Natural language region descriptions
┄┄┄┄┄┄┄┄┄┄┄┄┄┄┄┄┄┄┄┄

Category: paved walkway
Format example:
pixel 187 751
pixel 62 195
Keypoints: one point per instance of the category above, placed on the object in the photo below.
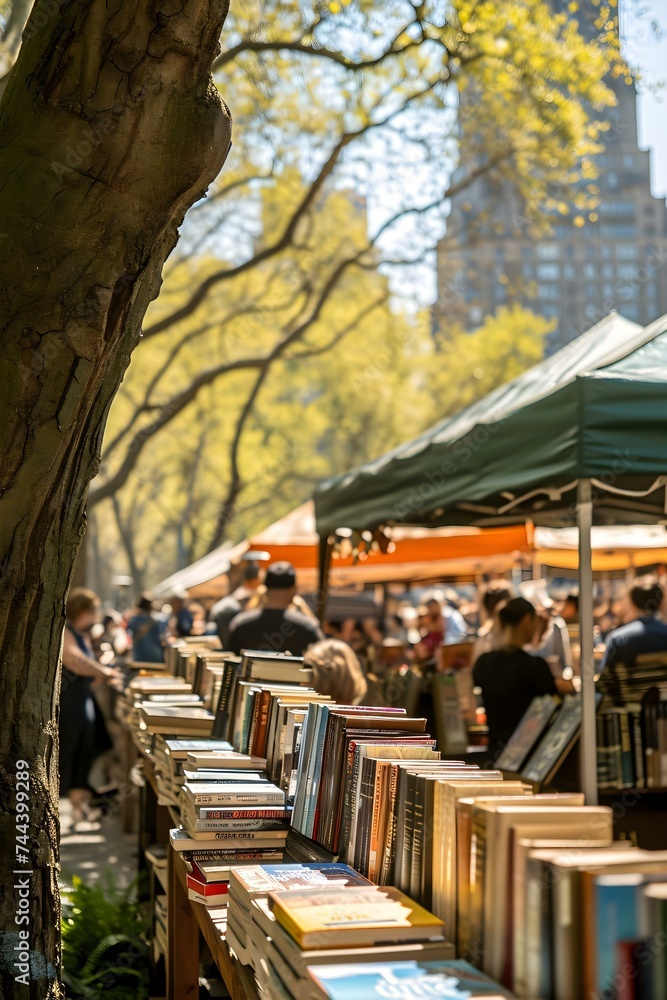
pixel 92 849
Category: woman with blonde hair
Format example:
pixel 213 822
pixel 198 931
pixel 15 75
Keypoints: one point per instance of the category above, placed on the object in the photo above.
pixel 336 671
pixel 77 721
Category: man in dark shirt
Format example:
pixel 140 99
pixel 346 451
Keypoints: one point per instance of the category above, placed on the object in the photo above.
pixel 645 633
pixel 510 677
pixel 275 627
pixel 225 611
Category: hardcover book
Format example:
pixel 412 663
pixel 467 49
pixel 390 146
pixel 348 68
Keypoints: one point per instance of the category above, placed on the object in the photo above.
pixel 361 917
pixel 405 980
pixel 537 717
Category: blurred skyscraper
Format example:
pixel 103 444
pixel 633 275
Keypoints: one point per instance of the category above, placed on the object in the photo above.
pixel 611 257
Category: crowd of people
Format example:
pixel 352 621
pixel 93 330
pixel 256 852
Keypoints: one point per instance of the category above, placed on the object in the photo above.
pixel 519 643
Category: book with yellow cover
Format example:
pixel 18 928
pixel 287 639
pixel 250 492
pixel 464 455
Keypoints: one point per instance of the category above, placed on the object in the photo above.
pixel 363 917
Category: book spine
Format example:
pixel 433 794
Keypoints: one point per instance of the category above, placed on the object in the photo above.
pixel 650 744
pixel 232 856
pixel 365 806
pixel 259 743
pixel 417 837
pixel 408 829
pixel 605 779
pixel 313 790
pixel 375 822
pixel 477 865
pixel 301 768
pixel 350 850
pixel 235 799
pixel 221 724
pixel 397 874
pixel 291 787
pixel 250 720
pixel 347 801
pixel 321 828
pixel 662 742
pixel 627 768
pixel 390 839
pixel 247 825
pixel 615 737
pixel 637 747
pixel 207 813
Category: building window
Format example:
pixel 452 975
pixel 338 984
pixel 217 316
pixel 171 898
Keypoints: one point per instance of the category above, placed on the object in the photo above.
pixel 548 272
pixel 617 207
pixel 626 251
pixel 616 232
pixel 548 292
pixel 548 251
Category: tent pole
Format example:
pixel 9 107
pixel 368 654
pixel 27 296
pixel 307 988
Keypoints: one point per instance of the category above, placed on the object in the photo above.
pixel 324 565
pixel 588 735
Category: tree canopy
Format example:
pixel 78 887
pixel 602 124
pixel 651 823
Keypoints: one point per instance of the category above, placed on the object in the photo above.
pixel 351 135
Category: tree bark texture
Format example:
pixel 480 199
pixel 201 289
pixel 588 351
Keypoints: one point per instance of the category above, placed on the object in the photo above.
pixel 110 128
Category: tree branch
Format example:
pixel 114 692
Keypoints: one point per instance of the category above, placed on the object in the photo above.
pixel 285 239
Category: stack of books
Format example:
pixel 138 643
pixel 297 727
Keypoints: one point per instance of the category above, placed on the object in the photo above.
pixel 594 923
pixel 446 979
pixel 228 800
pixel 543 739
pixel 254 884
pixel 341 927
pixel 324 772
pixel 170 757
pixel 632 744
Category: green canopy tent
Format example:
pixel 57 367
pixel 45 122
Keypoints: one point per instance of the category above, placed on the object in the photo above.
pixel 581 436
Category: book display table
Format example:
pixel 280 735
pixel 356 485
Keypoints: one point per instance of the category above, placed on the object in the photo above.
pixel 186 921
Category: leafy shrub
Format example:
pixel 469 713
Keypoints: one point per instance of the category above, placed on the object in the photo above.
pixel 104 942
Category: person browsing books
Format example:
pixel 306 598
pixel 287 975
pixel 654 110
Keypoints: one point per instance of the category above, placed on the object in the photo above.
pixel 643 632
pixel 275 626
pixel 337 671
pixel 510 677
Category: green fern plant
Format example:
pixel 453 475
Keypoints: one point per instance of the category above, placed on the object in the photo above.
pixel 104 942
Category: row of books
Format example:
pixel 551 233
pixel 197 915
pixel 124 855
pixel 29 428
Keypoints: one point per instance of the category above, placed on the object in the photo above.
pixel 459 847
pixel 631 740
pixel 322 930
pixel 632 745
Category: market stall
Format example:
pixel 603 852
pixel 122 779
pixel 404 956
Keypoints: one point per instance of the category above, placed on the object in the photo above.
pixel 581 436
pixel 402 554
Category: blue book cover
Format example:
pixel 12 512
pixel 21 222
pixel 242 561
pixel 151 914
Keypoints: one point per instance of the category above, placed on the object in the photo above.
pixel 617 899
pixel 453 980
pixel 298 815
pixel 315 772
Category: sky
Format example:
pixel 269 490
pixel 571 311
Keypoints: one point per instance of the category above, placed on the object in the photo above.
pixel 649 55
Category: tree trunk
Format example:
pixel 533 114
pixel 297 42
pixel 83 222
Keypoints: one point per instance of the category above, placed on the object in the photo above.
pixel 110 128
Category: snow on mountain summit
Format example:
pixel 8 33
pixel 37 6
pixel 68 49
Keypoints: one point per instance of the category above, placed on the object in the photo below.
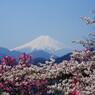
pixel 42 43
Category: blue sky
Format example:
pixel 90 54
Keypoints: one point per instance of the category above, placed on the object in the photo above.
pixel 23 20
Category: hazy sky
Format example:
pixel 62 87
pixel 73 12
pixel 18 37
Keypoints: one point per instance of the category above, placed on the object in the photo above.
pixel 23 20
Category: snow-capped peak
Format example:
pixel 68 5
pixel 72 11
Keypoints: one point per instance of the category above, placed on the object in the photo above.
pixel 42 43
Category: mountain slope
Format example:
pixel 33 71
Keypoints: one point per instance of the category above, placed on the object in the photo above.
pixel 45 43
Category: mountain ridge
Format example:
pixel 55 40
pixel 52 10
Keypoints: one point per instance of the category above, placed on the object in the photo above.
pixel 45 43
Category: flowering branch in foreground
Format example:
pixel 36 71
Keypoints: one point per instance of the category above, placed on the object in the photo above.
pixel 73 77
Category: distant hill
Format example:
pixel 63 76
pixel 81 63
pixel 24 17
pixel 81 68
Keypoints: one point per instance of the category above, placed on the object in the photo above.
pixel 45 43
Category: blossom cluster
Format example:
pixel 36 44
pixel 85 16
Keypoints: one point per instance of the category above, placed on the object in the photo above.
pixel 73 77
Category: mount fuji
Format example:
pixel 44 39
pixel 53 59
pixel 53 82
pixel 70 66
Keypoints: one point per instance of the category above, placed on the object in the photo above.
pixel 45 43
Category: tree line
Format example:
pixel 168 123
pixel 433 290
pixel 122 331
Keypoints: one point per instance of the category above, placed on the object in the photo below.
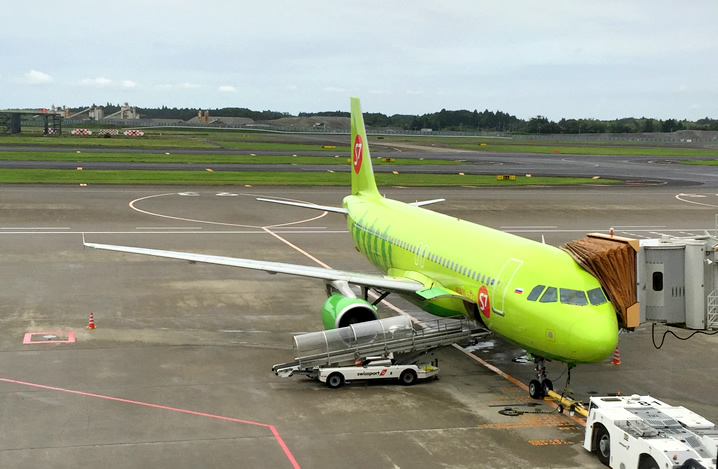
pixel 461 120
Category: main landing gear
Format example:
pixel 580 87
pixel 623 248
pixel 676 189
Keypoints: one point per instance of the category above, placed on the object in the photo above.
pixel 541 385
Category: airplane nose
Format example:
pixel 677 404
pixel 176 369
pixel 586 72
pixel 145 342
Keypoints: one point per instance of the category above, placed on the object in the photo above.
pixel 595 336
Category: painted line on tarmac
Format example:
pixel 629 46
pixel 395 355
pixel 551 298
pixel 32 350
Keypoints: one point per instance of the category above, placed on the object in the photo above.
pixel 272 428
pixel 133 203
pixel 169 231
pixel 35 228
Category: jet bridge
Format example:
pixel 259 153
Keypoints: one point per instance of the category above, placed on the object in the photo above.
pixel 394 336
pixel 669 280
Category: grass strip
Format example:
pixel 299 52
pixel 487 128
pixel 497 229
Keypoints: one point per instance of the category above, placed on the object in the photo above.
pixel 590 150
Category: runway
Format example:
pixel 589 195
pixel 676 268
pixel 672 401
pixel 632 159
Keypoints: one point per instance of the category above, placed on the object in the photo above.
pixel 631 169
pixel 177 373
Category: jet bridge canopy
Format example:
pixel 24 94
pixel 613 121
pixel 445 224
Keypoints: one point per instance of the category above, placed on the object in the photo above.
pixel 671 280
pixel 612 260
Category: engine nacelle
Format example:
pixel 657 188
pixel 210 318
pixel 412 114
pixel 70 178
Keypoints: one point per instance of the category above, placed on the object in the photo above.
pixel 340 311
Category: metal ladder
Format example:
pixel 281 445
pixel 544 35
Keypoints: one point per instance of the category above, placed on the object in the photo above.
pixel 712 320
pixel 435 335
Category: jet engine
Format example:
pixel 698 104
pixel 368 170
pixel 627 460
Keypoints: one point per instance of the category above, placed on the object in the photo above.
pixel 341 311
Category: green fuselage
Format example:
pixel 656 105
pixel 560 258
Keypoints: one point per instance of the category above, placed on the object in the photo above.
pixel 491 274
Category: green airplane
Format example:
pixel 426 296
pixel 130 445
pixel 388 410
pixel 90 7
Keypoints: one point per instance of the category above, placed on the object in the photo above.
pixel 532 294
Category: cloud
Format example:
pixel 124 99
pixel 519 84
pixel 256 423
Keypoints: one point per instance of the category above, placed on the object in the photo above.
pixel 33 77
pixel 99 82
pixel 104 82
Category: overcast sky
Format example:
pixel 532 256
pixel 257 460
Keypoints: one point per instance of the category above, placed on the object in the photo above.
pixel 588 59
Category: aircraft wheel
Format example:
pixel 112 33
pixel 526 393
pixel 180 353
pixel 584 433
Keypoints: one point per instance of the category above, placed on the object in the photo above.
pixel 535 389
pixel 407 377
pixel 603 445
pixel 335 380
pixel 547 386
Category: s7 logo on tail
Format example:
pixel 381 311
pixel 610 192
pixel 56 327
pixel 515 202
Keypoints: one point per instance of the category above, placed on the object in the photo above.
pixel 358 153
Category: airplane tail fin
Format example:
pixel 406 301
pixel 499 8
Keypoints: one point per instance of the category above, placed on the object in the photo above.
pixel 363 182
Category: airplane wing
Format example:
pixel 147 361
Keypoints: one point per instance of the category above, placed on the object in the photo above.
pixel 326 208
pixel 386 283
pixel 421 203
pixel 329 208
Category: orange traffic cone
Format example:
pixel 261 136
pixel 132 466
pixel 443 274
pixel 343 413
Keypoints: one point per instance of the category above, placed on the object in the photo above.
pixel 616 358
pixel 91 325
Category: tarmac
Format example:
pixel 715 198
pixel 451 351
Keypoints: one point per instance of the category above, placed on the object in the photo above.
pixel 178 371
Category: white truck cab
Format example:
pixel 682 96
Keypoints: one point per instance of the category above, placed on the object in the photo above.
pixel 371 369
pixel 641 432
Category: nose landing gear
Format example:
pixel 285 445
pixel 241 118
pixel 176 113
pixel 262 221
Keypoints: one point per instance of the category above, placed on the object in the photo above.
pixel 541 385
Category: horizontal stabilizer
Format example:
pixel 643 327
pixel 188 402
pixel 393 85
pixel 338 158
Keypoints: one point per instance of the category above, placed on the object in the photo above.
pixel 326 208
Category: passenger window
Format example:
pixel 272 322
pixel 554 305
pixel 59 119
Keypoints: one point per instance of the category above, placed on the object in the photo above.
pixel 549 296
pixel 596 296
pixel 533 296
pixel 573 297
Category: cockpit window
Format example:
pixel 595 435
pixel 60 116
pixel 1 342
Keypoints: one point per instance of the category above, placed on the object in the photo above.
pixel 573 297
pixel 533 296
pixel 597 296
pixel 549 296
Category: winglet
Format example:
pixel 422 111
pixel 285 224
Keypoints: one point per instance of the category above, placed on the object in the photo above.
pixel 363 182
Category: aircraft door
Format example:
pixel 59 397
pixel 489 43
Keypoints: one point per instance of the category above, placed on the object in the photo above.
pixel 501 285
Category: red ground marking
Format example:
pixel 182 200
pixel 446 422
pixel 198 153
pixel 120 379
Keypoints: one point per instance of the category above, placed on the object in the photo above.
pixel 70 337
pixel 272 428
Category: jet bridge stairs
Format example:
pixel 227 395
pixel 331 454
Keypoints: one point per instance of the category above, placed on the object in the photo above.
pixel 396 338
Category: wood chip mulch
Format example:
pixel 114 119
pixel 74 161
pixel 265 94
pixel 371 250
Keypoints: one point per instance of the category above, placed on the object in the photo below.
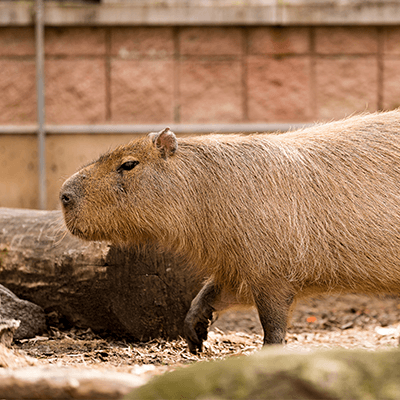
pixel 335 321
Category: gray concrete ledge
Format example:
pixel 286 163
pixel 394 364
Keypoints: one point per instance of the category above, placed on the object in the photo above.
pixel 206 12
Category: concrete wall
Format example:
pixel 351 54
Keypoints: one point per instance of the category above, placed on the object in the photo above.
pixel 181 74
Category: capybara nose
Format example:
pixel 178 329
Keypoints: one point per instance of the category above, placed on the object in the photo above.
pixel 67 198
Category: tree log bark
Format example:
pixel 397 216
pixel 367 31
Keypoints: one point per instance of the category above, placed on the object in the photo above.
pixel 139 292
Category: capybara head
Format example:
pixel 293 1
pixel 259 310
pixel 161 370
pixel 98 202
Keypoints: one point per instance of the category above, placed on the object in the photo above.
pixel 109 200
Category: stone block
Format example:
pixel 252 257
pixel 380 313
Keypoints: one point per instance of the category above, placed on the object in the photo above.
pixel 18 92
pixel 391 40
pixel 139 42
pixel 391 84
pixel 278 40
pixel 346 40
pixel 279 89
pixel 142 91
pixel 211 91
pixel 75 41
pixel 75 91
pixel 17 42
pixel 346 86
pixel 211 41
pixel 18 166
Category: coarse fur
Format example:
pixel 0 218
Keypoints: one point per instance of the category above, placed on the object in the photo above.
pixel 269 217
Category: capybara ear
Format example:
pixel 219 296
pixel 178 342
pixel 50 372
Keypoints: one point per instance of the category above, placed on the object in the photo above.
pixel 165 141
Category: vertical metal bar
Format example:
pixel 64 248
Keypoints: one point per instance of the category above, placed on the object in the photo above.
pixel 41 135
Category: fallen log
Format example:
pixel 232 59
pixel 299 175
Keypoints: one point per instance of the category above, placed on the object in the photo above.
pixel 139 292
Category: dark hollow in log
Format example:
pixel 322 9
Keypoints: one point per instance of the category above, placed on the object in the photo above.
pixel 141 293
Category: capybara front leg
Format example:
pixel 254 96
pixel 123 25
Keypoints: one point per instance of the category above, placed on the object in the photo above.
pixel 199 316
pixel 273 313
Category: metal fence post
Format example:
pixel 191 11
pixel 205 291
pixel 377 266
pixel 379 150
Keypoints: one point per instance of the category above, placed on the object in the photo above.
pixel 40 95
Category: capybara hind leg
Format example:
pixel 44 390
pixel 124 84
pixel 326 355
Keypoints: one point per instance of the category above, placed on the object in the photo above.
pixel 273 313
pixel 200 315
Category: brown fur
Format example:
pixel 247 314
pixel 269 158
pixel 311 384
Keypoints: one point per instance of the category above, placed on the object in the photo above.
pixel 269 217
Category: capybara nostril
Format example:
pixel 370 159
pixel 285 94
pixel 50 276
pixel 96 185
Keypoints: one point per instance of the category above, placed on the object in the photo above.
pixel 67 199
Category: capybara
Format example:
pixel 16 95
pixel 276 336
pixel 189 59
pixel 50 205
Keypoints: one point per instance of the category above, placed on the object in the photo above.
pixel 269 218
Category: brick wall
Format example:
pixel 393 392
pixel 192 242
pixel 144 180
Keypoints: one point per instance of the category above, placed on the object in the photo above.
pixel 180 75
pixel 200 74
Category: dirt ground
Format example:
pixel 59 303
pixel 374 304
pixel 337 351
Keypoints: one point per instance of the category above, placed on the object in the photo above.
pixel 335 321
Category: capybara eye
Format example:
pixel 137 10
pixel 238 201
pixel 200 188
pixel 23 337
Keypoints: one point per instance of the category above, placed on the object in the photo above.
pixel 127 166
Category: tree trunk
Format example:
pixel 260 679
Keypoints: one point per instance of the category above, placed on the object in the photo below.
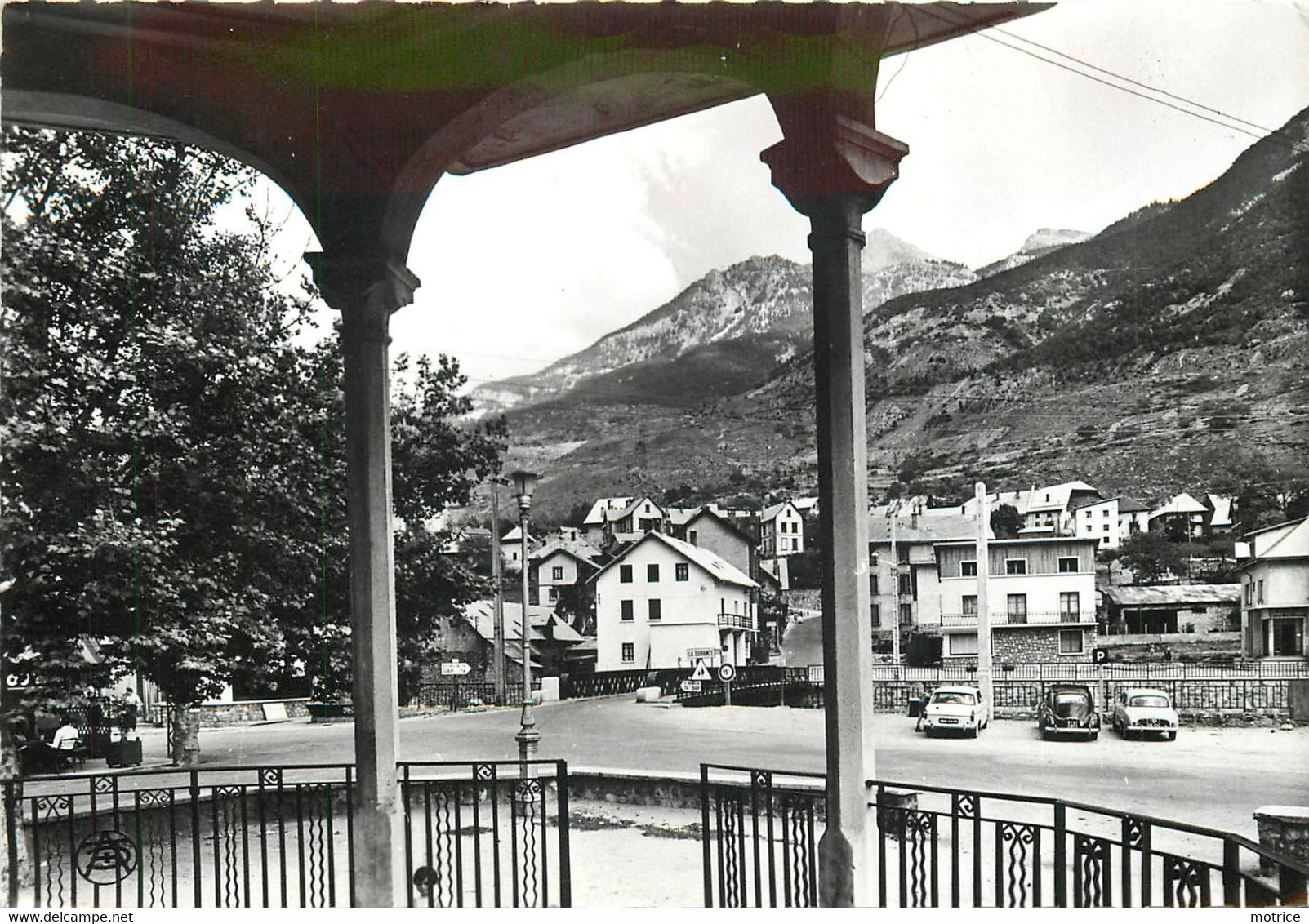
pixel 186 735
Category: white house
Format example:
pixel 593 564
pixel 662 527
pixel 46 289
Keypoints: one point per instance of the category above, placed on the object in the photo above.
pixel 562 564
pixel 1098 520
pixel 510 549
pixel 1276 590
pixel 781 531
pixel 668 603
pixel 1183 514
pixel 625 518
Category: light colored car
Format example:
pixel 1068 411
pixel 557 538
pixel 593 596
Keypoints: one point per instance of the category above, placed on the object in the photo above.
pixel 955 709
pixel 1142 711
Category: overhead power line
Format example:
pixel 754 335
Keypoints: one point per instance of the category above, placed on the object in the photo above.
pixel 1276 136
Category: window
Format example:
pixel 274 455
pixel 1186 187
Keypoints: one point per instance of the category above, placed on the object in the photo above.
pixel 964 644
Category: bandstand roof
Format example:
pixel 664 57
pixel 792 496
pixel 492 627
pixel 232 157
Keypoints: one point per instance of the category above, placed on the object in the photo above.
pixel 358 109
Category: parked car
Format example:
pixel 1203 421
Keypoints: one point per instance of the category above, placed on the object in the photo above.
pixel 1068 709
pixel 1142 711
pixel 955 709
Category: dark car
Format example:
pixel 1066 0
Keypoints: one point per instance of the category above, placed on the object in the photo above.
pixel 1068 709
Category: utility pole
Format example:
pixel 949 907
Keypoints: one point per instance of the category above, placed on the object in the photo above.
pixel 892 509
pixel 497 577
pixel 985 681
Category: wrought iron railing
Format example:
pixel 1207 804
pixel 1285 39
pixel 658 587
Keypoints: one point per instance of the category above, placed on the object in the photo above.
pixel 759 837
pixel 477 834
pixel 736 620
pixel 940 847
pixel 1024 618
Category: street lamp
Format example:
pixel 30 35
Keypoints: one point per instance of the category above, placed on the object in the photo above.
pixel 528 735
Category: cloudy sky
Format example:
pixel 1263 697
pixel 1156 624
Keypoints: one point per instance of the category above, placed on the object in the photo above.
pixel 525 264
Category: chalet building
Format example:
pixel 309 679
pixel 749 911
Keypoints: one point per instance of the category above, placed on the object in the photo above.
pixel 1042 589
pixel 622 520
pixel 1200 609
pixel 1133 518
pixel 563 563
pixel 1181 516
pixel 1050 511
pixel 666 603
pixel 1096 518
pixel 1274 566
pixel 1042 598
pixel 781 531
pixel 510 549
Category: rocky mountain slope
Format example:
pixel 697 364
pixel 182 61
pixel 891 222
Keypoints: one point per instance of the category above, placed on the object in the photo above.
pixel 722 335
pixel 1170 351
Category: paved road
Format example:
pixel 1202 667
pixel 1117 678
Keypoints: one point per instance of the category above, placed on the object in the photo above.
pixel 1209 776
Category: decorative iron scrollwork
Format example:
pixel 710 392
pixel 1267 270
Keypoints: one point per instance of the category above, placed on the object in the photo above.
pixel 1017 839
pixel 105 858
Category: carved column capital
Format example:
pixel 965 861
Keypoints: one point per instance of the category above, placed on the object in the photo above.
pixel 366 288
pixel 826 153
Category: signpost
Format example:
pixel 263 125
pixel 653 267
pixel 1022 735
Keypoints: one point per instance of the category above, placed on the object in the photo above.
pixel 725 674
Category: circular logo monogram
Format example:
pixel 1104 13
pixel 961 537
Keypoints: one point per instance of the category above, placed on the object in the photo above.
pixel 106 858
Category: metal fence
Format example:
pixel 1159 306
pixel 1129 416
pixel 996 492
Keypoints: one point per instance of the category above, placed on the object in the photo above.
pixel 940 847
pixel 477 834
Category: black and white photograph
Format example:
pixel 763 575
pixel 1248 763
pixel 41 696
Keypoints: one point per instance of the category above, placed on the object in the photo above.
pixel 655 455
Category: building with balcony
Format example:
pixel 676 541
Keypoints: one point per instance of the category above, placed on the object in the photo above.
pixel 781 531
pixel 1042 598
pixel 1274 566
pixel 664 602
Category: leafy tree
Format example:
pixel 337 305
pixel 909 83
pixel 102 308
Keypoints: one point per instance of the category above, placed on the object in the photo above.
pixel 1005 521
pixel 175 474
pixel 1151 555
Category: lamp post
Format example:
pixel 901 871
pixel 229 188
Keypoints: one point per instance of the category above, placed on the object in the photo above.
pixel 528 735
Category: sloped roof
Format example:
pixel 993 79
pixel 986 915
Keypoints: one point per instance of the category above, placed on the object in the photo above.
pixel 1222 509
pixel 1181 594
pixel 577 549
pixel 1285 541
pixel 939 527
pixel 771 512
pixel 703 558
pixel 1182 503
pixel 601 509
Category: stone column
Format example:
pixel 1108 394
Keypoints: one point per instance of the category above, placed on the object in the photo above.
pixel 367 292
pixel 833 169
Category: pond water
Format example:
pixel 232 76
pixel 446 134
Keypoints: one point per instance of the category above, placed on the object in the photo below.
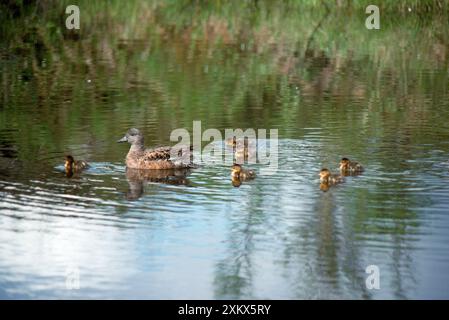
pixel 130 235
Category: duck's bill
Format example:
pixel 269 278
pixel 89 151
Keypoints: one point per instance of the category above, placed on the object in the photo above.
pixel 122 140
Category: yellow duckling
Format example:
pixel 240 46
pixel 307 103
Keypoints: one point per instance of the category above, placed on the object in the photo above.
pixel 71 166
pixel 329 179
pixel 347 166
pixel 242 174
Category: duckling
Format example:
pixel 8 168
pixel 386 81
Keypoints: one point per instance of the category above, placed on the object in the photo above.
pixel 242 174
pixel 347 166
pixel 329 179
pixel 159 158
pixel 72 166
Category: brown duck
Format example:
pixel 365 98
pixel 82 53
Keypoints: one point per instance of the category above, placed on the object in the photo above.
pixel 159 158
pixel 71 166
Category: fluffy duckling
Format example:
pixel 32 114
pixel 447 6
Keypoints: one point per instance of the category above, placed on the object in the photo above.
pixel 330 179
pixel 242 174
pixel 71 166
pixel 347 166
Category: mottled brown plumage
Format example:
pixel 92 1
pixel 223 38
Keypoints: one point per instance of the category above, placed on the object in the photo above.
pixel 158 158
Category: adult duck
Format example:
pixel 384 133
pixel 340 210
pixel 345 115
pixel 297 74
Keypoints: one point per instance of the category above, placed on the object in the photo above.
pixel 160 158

┄┄┄┄┄┄┄┄┄┄┄┄┄┄┄┄┄┄┄┄

*Task goal:*
Among the records above, determine how many lines contain "tarmac", then report the number only.

*Expected output:*
2